• Directions:
Below is a listing; copy all of it exactly.

** start **

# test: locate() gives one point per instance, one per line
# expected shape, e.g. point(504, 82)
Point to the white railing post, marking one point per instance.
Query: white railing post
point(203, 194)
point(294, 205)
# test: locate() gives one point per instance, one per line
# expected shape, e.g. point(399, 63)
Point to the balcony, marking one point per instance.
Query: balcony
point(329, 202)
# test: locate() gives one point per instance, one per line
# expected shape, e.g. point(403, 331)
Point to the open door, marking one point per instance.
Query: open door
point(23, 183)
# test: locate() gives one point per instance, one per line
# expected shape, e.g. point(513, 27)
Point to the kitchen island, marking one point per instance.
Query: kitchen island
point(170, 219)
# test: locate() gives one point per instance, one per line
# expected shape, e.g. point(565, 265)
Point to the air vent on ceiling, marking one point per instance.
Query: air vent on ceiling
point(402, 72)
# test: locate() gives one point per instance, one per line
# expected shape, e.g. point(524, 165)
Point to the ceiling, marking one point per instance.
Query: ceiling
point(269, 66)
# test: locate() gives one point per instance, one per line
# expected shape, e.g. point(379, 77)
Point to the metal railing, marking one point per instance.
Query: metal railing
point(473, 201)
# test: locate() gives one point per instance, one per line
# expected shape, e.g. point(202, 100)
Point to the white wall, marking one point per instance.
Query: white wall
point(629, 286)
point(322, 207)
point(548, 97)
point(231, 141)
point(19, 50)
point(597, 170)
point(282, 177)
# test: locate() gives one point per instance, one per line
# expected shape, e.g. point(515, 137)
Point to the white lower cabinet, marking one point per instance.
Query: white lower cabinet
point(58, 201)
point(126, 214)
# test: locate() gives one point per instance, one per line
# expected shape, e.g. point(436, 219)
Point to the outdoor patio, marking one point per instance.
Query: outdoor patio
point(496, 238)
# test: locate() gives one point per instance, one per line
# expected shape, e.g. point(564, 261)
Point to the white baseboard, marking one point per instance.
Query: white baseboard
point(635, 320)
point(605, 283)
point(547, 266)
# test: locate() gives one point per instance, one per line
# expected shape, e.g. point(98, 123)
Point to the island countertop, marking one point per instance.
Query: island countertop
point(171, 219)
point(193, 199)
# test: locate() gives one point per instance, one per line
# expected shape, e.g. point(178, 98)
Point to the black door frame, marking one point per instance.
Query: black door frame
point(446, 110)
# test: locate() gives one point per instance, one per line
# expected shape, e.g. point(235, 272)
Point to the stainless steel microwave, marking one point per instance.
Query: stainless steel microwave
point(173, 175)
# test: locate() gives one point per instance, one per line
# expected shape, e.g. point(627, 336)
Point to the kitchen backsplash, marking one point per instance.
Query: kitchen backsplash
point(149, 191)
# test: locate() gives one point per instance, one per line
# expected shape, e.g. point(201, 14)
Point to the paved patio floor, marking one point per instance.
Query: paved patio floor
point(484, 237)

** end **

• Answer to the problem:
# test: locate() gives one point per instance, one per line
# expected shape, e.g. point(504, 82)
Point to the white railing post, marking one point per instance.
Query: white railing post
point(203, 194)
point(294, 205)
# test: locate() gives one point per instance, one per line
# expected shape, e.g. point(399, 63)
Point to the balcony, marking one point per instance.
Query: balcony
point(329, 202)
# test: locate() gives one point per instance, one per line
# expected shape, e.g. point(403, 331)
Point to the open door, marking one point per instance.
Query: open door
point(23, 183)
# test: locate() gives one point per instance, one per line
# expected shape, e.g. point(513, 27)
Point to the kitchen island, marking one point per instance.
Query: kitchen island
point(170, 219)
# test: locate() gives one point per instance, one per line
# expected shape, e.g. point(565, 265)
Point to the air vent on ceiling, marking one point per instance.
Query: air vent on ceiling
point(402, 72)
# test: locate() gives one point per instance, one per line
# expected shape, e.g. point(524, 165)
Point to the ceiling, marking one point per instance.
Query: ceiling
point(269, 66)
# test: locate() gives one point per instance, one per line
# expected shape, e.g. point(379, 77)
Point to the metal railing, marking one point per instance.
Query: metal railing
point(473, 201)
# test: locate() gives one point per instance, one per line
# expected shape, e.g. point(202, 100)
Point to the white wall, marking one point per instance.
Query: white wall
point(629, 286)
point(322, 207)
point(548, 97)
point(231, 141)
point(19, 50)
point(597, 170)
point(282, 177)
# test: locate() gives one point per instance, one per line
# expected shape, e.g. point(515, 137)
Point to the white lower cabinet, marking one point per instance.
Query: white lower cabinet
point(58, 201)
point(126, 214)
# test: locate() gives one point per instance, one per line
# expected shape, e.g. point(436, 219)
Point to the outdoor patio, marking one point per instance.
Query: outdoor patio
point(496, 238)
# test: locate() gives one point per instance, one per line
# expected shape, e.g. point(564, 261)
Point to the white baseboard, marking one point per instance.
Query: white baseboard
point(635, 320)
point(605, 283)
point(547, 266)
# test: locate() gives one point per instance, one per line
# expected shape, e.g. point(98, 123)
Point to the island countertop, marking one point per instance.
Query: island countertop
point(171, 219)
point(193, 199)
# test: locate() gives one point per instance, one per line
# expected shape, e.g. point(178, 98)
Point to the black door frame, marking one point per instance.
Query: black door frame
point(446, 110)
# test: locate() gives one point per instance, one per line
# expected shape, e.g. point(235, 272)
Point to the stainless steel microwave, marking one point per instance.
Query: stainless steel microwave
point(173, 175)
# test: locate() gives one point per instance, one per line
# expected shape, e.g. point(627, 336)
Point to the kitchen backsplash, marking one point per instance.
Query: kitchen backsplash
point(149, 191)
# test: locate() gives one point per instance, one per line
# expected shape, e.g. point(201, 14)
Point to the paved patio floor, marking one point per instance.
Query: paved patio floor
point(484, 237)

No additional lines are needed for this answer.